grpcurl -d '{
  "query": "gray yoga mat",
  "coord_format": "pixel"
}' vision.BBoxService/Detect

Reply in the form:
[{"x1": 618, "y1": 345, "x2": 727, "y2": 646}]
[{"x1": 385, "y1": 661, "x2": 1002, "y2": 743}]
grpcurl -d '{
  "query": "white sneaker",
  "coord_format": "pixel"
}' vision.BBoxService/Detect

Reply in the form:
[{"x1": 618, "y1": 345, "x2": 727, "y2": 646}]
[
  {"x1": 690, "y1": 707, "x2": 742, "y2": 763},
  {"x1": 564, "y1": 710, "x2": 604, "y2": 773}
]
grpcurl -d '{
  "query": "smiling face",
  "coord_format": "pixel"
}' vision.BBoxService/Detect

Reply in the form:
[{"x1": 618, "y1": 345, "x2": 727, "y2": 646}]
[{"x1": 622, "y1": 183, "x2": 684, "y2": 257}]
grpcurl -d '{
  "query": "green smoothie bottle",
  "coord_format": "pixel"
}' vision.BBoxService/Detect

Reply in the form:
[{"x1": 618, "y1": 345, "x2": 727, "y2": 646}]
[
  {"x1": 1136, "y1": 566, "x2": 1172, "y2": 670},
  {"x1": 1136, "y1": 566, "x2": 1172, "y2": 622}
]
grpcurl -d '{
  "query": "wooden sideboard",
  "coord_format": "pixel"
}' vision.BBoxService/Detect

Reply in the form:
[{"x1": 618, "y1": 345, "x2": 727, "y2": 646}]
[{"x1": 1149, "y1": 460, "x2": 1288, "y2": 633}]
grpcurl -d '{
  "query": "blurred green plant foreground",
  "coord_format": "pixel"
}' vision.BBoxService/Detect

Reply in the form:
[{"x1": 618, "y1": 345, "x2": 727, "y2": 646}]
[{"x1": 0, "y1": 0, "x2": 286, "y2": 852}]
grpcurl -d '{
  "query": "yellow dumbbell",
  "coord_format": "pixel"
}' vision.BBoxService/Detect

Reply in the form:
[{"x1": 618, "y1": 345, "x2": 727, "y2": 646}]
• • • • •
Aim of the task |
Copy the listing above verbatim, every line of it.

Solution |
grpcurl -d '{
  "query": "gray yoga mat",
  "coord_format": "pixel"
}' vision.BBoxService/Detect

Reply in the form:
[{"x1": 618, "y1": 345, "x2": 727, "y2": 646}]
[{"x1": 385, "y1": 661, "x2": 1002, "y2": 743}]
grpcurl -d '{
  "query": "white sneaker",
  "coord_format": "pixel"
}' vision.BBoxService/Detect

Reply in the form:
[{"x1": 618, "y1": 345, "x2": 727, "y2": 646}]
[
  {"x1": 690, "y1": 707, "x2": 742, "y2": 763},
  {"x1": 564, "y1": 710, "x2": 604, "y2": 773}
]
grpcurl -d '{
  "query": "smiling face",
  "coord_format": "pixel"
}' vision.BBoxService/Detect

Reply in the form:
[{"x1": 618, "y1": 345, "x2": 727, "y2": 646}]
[{"x1": 622, "y1": 183, "x2": 684, "y2": 257}]
grpcurl -d '{
  "query": "green smoothie bottle",
  "coord_format": "pixel"
}' vision.BBoxService/Detect

Reply in the form:
[{"x1": 618, "y1": 345, "x2": 727, "y2": 646}]
[
  {"x1": 1136, "y1": 566, "x2": 1172, "y2": 670},
  {"x1": 1136, "y1": 566, "x2": 1172, "y2": 622}
]
grpcurl -d '{
  "query": "wooden sideboard",
  "coord_format": "pixel"
}' vision.BBoxService/Detect

Reply in the form:
[{"x1": 618, "y1": 345, "x2": 727, "y2": 646}]
[{"x1": 1149, "y1": 460, "x2": 1288, "y2": 633}]
grpcurl -d '{
  "query": "blurred green plant foreground",
  "coord_format": "pixel"
}' vision.BBoxService/Detect

Reply in the form:
[{"x1": 618, "y1": 345, "x2": 727, "y2": 646}]
[{"x1": 0, "y1": 0, "x2": 286, "y2": 852}]
grpcurl -d '{
  "query": "yellow dumbbell",
  "coord_format": "pixel"
}' vision.BBoxService/Detect

Reply in the form:
[{"x1": 618, "y1": 345, "x2": 727, "y2": 646}]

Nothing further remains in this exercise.